[Extracted data entries]

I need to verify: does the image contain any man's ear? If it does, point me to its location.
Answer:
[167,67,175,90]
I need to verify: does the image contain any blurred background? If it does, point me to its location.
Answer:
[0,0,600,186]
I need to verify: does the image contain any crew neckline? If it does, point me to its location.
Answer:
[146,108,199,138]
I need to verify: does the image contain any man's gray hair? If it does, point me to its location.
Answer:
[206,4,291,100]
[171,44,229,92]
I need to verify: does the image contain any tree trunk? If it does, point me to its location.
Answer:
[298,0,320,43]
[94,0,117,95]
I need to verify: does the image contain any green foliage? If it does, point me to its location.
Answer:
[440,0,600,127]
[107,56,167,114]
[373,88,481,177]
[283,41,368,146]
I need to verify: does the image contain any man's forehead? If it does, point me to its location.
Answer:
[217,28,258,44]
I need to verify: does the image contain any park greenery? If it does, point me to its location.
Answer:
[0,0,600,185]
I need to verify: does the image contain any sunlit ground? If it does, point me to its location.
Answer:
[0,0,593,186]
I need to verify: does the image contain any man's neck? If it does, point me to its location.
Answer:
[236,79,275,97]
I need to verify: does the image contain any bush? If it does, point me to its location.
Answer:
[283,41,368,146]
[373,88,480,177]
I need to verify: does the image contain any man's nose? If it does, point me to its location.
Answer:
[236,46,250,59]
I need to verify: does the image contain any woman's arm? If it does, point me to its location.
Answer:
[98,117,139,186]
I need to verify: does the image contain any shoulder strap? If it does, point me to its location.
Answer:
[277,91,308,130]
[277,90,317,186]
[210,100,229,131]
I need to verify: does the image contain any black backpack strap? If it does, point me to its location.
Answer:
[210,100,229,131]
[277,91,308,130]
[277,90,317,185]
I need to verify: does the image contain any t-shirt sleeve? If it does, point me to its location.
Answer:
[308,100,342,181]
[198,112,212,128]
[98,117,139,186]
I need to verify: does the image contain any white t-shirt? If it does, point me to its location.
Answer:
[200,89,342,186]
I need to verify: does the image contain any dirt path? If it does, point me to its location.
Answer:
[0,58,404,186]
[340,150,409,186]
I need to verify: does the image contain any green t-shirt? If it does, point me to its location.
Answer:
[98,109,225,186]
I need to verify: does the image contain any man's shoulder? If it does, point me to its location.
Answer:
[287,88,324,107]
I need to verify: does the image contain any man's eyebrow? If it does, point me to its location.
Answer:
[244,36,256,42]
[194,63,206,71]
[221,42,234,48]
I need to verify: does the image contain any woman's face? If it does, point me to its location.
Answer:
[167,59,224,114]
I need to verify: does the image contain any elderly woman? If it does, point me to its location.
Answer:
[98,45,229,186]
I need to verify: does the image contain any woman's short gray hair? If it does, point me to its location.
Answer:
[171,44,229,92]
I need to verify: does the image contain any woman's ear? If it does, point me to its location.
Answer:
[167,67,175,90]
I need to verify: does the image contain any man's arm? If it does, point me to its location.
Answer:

[Task objective] Print everything from the first of the entries above down to the line containing "[217,28,258,44]", reproducing each line word for word with both ends included.

[Reply to the exercise]
I need to verify: does the image contain any man's ear? If it does, point me to its location.
Answer:
[167,67,175,90]
I need to verify: does the image contain any blurred background? If it does, point me to its location.
Answer:
[0,0,600,186]
I need to verify: does the image contain any crew neckline? If it does, point me to its location.
Answer:
[146,108,199,138]
I need to verify: does the image contain any man's gray hair? If it does, point me to its location.
Answer:
[206,4,291,100]
[171,44,229,92]
I need to verify: does the image contain any tree trunk? If it does, point me to its location.
Answer:
[298,0,320,43]
[94,0,117,95]
I need to verify: does the image contain any green foliage? If it does, point me to its location.
Answer:
[440,0,600,127]
[107,56,167,114]
[373,88,481,177]
[283,41,368,146]
I need to verify: does the image contain any man's forehead? If it does, point me to its location.
Answer:
[217,28,258,44]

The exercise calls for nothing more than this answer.